++++ Extracted information

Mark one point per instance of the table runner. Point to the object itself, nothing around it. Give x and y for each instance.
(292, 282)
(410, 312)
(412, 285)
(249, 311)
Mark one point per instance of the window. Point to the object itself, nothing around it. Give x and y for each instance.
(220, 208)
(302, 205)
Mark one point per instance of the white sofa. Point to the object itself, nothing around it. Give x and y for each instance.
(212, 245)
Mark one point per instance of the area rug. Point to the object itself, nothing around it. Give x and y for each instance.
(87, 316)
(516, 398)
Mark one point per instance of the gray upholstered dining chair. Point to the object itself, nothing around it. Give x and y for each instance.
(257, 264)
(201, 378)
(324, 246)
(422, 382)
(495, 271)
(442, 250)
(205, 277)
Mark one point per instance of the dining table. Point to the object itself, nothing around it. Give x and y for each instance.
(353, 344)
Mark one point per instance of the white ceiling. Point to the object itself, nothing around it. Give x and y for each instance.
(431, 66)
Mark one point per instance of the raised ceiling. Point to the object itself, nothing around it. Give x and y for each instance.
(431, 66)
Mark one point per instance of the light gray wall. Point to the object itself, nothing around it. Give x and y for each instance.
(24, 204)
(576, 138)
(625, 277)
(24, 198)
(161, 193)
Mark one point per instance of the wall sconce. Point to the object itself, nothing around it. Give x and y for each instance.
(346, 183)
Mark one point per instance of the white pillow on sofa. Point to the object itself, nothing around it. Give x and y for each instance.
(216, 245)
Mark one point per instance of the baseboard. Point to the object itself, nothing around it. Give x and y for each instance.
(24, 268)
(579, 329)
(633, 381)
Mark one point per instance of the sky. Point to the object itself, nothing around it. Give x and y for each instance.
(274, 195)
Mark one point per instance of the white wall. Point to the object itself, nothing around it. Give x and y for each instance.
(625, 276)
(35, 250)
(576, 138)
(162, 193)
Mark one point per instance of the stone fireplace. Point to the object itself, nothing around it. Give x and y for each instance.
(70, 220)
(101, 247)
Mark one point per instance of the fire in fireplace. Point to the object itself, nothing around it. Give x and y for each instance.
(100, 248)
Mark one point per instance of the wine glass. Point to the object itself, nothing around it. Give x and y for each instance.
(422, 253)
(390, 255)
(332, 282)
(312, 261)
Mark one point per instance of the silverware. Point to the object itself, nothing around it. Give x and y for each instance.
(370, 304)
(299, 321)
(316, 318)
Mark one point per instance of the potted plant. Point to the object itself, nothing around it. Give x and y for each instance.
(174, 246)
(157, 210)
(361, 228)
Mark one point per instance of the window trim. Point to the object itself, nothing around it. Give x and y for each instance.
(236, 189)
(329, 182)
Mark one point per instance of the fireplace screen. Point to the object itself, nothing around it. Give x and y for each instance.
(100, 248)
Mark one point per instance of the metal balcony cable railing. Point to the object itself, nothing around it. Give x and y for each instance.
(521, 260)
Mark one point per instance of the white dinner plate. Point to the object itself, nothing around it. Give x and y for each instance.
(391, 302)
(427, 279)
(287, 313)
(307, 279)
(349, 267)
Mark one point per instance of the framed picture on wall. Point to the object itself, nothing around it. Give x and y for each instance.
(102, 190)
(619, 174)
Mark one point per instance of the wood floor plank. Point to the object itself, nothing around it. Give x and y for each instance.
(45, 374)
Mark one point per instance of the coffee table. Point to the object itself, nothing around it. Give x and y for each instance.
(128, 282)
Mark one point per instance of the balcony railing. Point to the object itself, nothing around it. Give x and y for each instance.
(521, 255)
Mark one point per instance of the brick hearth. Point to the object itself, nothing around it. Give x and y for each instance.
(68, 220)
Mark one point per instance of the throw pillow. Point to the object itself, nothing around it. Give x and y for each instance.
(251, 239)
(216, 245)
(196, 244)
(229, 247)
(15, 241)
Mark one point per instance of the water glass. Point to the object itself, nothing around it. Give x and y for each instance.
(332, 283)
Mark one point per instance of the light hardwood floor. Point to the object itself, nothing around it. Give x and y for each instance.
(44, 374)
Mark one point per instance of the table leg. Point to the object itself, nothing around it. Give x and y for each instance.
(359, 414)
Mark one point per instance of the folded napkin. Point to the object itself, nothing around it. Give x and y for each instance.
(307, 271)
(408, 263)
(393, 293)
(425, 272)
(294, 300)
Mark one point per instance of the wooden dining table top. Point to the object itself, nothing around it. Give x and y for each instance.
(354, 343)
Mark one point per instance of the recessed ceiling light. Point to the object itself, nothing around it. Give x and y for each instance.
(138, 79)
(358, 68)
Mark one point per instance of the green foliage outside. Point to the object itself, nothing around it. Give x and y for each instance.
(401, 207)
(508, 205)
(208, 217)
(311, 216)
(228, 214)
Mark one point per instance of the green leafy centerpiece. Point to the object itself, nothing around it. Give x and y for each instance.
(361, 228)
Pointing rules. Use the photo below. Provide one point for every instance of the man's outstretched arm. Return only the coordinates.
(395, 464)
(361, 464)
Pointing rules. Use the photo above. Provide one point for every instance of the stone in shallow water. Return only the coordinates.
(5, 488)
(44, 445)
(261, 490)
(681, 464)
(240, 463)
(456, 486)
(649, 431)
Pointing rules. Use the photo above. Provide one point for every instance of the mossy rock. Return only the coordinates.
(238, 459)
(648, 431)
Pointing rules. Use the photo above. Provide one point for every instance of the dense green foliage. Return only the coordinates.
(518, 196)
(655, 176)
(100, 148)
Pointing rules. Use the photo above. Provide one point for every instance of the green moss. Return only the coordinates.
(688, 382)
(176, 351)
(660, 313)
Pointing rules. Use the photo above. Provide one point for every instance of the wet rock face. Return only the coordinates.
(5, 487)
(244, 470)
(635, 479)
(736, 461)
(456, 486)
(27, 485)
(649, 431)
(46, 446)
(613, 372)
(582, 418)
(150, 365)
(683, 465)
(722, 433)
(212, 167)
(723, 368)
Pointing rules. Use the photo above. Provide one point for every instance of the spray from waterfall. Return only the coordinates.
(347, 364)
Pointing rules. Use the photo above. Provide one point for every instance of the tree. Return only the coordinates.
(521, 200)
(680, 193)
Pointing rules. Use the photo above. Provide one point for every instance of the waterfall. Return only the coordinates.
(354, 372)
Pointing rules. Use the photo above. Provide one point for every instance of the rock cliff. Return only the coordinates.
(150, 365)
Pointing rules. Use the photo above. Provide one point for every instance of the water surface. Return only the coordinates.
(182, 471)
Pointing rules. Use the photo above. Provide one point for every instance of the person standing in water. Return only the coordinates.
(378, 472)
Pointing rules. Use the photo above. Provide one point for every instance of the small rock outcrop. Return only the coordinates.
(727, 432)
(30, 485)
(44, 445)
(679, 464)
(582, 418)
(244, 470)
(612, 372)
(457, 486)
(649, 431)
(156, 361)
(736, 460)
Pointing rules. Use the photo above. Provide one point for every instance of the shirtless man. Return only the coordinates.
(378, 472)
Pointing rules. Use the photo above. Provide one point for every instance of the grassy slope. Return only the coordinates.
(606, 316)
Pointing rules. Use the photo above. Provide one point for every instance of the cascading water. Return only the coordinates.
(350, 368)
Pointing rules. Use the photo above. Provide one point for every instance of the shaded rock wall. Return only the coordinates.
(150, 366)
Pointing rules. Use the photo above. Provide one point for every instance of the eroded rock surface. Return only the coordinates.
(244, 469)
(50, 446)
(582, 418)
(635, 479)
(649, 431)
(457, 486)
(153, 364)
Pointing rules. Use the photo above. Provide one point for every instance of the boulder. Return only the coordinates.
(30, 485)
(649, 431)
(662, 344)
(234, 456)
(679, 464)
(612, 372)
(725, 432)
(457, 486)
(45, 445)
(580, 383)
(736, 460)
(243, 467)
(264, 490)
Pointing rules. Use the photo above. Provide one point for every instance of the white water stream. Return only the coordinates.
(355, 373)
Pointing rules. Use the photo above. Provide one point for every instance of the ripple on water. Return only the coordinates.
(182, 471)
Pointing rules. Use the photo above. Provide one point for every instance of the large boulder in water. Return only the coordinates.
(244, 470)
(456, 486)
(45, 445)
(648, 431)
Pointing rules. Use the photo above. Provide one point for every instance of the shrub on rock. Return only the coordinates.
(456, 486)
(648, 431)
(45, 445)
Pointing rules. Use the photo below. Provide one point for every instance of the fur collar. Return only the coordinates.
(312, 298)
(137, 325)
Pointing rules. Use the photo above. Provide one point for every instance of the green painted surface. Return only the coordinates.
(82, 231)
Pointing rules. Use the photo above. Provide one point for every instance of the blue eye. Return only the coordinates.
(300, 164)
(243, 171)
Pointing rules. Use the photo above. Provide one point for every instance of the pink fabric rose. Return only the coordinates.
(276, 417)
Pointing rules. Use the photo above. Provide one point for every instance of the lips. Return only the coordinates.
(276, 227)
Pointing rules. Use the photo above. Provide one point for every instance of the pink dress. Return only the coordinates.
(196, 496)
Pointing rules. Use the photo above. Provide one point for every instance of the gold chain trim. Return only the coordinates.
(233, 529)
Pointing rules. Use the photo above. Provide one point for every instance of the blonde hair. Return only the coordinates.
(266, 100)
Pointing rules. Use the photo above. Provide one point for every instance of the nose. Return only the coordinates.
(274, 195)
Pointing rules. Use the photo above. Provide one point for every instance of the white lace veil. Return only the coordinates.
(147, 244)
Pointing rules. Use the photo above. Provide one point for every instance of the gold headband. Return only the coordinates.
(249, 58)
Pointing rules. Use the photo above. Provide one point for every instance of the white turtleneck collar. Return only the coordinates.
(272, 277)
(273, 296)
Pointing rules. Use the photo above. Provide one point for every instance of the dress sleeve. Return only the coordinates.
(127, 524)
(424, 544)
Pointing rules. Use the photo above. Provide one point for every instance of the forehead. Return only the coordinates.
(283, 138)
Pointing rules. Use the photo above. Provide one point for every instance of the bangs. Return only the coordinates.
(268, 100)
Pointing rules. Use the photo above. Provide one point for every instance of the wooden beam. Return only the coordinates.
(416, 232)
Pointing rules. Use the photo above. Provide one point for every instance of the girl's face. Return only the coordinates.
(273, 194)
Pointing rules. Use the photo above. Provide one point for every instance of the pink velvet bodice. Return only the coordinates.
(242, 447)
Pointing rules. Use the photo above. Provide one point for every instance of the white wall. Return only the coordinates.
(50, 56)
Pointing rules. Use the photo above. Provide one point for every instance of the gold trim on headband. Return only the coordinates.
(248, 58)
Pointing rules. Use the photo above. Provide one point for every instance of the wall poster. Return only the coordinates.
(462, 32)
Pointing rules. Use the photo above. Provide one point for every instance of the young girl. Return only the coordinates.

++++++++

— Work item —
Print exactly, and only, the lines running from the one that contains "on headband. Return only the coordinates." to the last line of the records above.

— Solved problem —
Pointing rules. Use the photo above. Provide one point for every instance of the gold trim on headband. Return only the coordinates.
(248, 58)
Pointing rules. Use the photo above. Provide one point for every instance of the wall poster. Return only the coordinates.
(462, 32)
Pointing rules. Use the photo above. Provide one point for every instance of the young girl. Return only the coordinates.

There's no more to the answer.